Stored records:
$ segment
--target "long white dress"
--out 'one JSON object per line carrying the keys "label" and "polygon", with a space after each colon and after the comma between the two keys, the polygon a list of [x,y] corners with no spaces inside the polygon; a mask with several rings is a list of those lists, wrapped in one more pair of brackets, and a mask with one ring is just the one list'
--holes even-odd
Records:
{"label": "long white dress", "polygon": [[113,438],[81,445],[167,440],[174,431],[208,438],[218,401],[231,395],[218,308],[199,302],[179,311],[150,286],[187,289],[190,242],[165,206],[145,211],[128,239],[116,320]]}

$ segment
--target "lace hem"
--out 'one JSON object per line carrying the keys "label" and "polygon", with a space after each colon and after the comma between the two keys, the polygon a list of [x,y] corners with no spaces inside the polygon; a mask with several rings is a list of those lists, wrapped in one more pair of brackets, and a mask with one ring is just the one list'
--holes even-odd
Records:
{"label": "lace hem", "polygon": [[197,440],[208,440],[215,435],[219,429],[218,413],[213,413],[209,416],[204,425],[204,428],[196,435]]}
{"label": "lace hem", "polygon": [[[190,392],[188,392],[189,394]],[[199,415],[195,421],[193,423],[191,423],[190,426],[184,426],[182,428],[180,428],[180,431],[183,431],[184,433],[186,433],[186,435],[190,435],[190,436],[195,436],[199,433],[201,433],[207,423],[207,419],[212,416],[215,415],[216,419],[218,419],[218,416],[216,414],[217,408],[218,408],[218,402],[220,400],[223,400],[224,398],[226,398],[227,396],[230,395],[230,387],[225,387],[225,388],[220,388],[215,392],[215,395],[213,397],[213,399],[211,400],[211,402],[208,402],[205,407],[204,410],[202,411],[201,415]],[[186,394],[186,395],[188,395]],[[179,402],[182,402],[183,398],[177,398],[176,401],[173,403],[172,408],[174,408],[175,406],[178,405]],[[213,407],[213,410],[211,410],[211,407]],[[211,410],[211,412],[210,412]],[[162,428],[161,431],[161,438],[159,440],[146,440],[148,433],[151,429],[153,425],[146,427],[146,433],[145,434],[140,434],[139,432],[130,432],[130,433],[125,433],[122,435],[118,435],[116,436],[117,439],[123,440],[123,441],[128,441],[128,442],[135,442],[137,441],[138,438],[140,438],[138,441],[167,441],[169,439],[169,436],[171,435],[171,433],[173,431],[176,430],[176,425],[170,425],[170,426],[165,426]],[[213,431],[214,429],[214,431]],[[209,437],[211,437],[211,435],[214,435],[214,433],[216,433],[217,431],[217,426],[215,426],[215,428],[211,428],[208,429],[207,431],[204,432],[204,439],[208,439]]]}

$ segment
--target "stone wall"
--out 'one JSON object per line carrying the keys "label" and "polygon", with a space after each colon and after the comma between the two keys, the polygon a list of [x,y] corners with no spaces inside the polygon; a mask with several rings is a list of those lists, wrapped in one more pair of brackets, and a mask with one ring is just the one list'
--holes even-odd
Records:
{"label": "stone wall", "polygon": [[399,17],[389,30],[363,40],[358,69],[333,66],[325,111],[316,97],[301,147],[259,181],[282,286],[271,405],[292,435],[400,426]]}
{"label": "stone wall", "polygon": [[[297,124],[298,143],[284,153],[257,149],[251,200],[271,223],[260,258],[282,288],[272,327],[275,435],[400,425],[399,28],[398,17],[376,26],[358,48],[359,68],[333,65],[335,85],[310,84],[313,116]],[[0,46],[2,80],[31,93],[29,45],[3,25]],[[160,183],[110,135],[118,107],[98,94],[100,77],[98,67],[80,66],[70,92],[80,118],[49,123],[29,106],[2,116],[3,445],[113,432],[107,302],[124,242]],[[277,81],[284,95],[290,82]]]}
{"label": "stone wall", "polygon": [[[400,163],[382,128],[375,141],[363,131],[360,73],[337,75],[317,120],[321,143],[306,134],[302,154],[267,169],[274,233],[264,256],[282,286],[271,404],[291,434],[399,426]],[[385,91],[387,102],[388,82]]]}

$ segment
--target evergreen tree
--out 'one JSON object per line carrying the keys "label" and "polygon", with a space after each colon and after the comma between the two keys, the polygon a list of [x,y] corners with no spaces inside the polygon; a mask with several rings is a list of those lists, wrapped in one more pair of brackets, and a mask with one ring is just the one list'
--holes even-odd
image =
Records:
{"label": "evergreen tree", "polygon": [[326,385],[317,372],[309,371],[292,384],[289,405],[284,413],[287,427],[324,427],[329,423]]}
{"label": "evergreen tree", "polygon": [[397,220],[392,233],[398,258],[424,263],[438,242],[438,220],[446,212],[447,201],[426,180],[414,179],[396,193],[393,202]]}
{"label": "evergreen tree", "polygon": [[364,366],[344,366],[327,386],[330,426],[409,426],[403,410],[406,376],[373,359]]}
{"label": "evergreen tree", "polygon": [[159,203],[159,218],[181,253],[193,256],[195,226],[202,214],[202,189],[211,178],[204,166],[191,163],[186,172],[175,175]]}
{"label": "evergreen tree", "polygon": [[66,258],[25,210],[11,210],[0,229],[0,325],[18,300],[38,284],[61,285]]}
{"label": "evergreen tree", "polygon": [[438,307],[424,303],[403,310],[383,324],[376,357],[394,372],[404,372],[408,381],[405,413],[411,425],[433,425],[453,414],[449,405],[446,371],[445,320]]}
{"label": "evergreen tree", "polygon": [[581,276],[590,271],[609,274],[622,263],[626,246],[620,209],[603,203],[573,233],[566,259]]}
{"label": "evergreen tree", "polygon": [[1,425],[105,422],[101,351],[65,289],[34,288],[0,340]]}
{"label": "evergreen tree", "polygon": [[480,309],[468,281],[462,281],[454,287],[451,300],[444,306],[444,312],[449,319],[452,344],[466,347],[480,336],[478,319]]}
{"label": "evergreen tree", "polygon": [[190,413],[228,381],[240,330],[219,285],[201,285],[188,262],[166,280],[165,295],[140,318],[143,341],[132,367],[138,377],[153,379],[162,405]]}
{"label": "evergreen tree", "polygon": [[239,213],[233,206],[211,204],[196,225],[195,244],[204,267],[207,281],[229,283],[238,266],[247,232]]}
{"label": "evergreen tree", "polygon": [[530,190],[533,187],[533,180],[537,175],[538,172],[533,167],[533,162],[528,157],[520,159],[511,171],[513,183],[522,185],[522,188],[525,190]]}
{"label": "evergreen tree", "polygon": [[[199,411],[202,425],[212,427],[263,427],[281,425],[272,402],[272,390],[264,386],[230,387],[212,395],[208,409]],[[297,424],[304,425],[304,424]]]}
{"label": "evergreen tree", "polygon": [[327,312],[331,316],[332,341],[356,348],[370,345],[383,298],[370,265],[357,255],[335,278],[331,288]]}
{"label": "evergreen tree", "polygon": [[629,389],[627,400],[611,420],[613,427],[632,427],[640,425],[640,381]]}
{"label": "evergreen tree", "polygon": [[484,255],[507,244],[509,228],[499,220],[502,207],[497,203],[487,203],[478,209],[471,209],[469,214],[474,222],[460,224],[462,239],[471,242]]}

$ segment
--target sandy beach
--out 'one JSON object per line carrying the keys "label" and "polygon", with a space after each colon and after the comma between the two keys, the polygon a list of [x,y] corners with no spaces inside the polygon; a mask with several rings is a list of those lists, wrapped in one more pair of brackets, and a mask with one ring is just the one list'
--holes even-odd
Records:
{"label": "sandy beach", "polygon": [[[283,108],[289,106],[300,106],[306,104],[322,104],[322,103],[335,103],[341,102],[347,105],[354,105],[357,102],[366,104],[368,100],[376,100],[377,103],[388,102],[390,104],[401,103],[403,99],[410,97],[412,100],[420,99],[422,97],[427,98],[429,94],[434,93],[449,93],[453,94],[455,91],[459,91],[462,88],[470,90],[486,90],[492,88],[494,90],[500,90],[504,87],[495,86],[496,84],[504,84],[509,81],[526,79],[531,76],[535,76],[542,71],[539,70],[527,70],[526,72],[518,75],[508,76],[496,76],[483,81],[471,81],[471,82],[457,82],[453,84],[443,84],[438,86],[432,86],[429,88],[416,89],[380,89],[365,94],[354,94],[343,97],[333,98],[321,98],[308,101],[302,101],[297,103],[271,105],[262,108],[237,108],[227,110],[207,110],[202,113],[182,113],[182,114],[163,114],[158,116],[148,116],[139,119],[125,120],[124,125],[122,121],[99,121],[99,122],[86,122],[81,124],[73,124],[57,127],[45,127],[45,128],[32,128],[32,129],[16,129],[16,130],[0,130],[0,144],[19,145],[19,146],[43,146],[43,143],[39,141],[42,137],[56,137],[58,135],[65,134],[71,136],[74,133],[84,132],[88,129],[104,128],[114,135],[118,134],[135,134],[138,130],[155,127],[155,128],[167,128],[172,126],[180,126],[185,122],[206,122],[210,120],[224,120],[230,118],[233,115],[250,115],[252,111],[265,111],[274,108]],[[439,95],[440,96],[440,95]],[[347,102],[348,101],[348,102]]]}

YOUR TASK: Scan the records for the string "target" and show every line that contains it.

COMPLETED EXERCISE:
--target "long white dress"
--target "lace hem"
--target "stone wall"
--target evergreen tree
--target sandy beach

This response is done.